Text for analysis |

Section 409A: The parties agree that this letter agreement will be interpreted to comply with or be exempt from Section 409A of the Internal Revenue Code of 1986, as amended (the “Code”), and the regulations and guidance promulgated thereunder to the extent applicable (collectively “Code Section 409A”), and all provisions of this letter agreement and other documents and arrangements referenced herein will be construed in a manner consistent with the requirements for avoiding taxes or penalties under Code Section 409A. In no event whatsoever will the Company, Vacasa Holdings LLC or any of their respective subsidiaries or successors (the “Company Group”) or any of their respective directors, officers, agents, attorneys, employees, executives, shareholders, members, managers, trustees, fiduciaries, representatives, principals, accountants, insurers, successors or assigns of such company have any liability, responsibility or obligation to indemnify or reimburse you or to hold you harmless for any additional tax, interest or penalties that may be imposed on you as a result of the application Code Section 409A or any damages for failing to comply with Code Section 409A.

 

With regard to any provision herein that provides for reimbursement of costs and expenses or in-kind benefits incurred during your employment, except as permitted by Code Section 409A, (i) the right to reimbursement or in-kind benefits will not be subject to liquidation or exchange for another benefit, (ii) the amount of expenses eligible for reimbursement, or in-kind benefits, provided during any taxable year will not affect the expenses eligible for reimbursement, or in-kind benefits, to be provided in any other taxable year, and (iii) such payments shall be made on or before the last day of your taxable year following the taxable year in which the expense occurred.

 

To the extent necessary to comply with Section 409A, references to the termination of your employment or similar terms will be considered references to your separation from service within the meaning of Code Section 409A. The Company reserves the right to amend this letter agreement as it considers necessary or advisable, in its sole discretion and without your consent, to comply with any provision required to avoid the imposition of the additional tax imposed under Code Section 409A or to otherwise avoid income recognition under Code Section 409A prior to the actual payment of any benefits or imposition of any additional tax. Each payment, installment, and benefit payable under this letter agreement is intended to constitute a separate payment for purposes of U.S. Treasury Regulations Section 1.409A-2(b)(2).

 

Company Policies and Conflicts: As a Company employee, you are expected to abide by the Company’s rules and standards. You agree that, during the term of your employment with the Company, you will not engage in any other employment, occupation, consulting or other business activity directly related to the business in which the Company is now involved or becomes involved during the term of your employment, nor will you engage in any other activities that conflict with your obligations to the Company. Similarly, you agree not to bring any third-party confidential information to the Company, including that of your former employer, and that in performing your duties for the Company you will not in any way utilize any such information.

Information given |
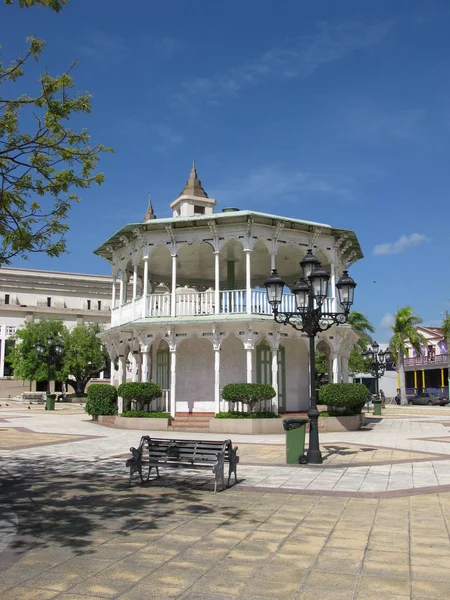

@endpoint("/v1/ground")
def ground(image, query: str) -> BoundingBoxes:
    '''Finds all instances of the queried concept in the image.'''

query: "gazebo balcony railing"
[405,353,448,367]
[111,290,334,327]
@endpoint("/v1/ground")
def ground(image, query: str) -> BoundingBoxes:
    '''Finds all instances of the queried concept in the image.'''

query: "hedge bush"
[215,410,280,419]
[120,410,171,419]
[84,383,117,421]
[319,383,369,417]
[222,383,276,410]
[117,381,162,411]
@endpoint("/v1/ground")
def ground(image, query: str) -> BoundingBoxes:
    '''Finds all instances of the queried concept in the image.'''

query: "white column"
[141,348,150,381]
[332,352,339,383]
[111,275,116,310]
[0,325,6,377]
[270,254,277,271]
[214,348,220,414]
[330,263,337,312]
[246,348,253,383]
[118,356,127,415]
[214,251,220,315]
[170,347,177,417]
[170,254,177,317]
[272,348,278,414]
[133,265,137,302]
[244,250,252,315]
[119,271,125,306]
[142,256,148,318]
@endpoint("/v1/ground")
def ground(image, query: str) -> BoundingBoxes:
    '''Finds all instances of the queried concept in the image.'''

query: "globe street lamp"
[264,249,356,464]
[35,335,64,396]
[363,342,391,415]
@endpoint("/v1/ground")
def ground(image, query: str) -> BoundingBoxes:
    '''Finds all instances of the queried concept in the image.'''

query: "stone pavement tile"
[118,582,183,600]
[305,571,358,592]
[2,585,59,600]
[411,563,450,580]
[189,573,248,596]
[298,585,354,600]
[19,571,86,592]
[358,574,411,597]
[146,560,208,588]
[70,574,138,598]
[240,578,301,600]
[316,548,364,573]
[412,579,450,600]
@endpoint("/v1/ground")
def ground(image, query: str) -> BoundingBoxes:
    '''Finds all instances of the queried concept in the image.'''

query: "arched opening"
[176,335,214,414]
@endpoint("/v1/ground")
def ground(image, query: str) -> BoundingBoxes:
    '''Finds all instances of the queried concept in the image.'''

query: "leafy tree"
[63,323,110,396]
[7,319,109,396]
[6,319,67,381]
[0,0,110,266]
[389,306,424,405]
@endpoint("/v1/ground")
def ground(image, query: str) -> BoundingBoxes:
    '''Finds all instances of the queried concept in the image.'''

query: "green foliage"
[4,0,69,12]
[215,410,280,419]
[84,383,117,420]
[117,381,162,409]
[319,383,369,416]
[389,306,425,405]
[63,323,109,396]
[222,383,276,409]
[6,319,67,381]
[0,0,110,266]
[120,410,171,419]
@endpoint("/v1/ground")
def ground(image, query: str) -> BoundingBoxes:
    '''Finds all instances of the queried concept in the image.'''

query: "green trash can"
[373,400,381,417]
[45,394,56,410]
[283,417,309,465]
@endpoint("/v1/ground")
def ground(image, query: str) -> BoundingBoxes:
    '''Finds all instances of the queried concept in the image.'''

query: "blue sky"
[0,0,450,342]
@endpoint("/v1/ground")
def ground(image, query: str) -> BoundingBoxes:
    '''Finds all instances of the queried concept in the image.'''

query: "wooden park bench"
[21,392,47,404]
[126,435,239,492]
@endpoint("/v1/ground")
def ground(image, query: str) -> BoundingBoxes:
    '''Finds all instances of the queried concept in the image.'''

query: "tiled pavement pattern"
[0,409,450,600]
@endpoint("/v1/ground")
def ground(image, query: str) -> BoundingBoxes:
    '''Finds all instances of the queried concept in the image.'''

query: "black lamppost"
[363,342,391,415]
[264,250,356,464]
[35,335,64,396]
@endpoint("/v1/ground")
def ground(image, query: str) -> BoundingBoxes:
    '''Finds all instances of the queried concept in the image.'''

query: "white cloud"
[380,313,395,329]
[373,233,428,256]
[209,165,355,206]
[173,20,393,104]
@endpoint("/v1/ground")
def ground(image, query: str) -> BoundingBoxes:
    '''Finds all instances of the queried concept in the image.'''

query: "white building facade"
[96,166,362,416]
[0,267,112,398]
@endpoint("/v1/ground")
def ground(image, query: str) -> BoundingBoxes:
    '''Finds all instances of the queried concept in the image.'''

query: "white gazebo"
[96,165,362,416]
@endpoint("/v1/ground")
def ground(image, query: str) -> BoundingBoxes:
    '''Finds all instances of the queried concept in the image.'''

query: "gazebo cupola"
[170,162,216,217]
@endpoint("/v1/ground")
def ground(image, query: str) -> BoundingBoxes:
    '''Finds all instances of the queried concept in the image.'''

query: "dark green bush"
[319,383,369,417]
[117,381,162,411]
[222,383,276,410]
[84,383,117,421]
[120,410,171,419]
[215,410,280,419]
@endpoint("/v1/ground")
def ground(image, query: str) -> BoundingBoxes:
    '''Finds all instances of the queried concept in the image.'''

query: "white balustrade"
[111,289,333,327]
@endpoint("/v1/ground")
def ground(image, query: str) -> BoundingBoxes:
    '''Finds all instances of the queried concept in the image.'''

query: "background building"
[0,267,116,398]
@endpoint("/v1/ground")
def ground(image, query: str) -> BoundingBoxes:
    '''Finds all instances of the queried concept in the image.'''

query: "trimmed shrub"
[117,381,162,411]
[120,410,171,419]
[84,383,117,421]
[319,383,369,417]
[215,410,280,419]
[222,383,276,410]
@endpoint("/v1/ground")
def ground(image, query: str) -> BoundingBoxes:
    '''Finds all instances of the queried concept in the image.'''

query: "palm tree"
[348,310,375,351]
[441,310,450,393]
[389,306,424,405]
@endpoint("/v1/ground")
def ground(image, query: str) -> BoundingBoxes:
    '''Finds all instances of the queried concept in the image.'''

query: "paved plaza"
[0,402,450,600]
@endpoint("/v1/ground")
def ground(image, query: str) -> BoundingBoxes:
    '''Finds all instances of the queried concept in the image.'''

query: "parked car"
[408,392,450,406]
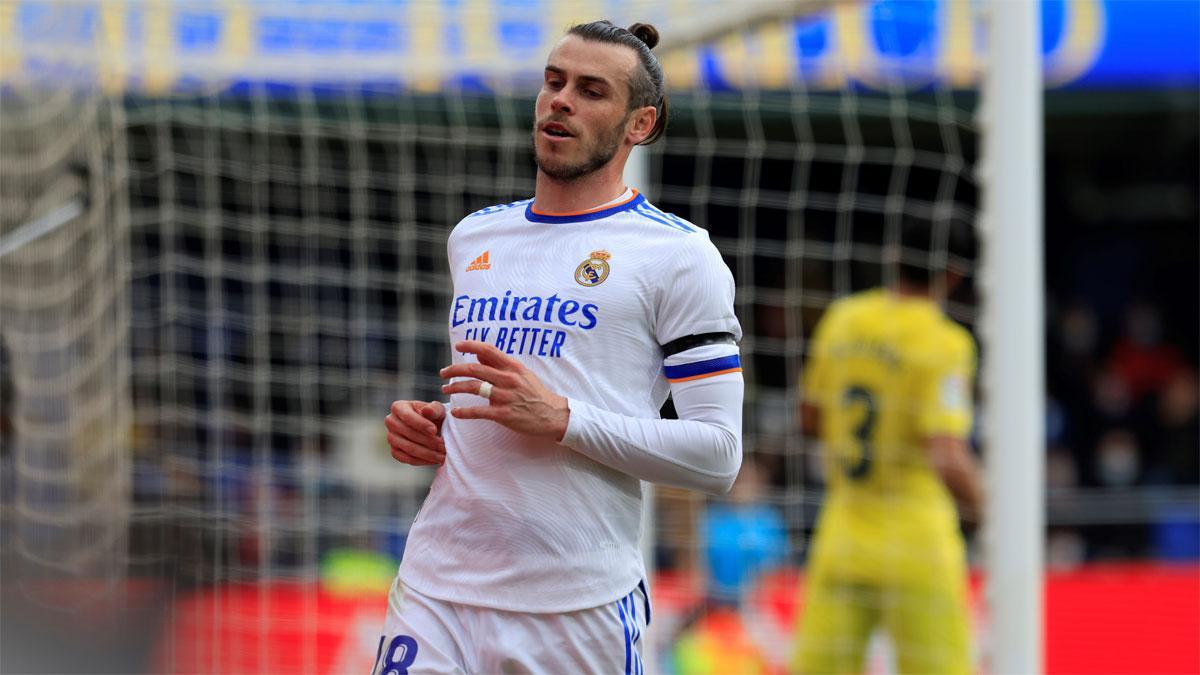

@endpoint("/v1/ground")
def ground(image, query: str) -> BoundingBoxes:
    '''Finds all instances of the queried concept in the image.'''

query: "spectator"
[702,455,788,605]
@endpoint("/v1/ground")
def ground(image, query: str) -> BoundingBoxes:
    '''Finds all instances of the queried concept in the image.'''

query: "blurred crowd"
[1046,301,1200,566]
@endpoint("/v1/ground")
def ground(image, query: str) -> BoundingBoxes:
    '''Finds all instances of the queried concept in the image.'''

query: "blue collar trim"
[526,192,646,222]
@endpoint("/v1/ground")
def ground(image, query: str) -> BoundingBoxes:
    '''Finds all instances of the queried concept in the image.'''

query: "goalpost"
[0,0,1043,673]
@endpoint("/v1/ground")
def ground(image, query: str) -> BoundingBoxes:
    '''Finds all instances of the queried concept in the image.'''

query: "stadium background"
[0,0,1200,671]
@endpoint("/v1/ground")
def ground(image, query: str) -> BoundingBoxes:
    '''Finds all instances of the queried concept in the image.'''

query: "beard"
[533,115,629,183]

Action item | Continue the employment letter agreement from the point where it stops. The lines have no role in this exercise.

Output |
 

   

 

 

Agreement Regarding Confidential Information and Invention Assignment: You will remain subject to the terms and conditions of your Agreement Regarding Confidential Information and Invention Assignment dated February 21, 2020, entered into between you and the Company (“PIIA”).

 

Dispute Resolution Agreement: You will remain subject to the terms and conditions of your Dispute Resolution Agreement dated February 21, 2020 (“DR Agreement”), entered into between you and the Company.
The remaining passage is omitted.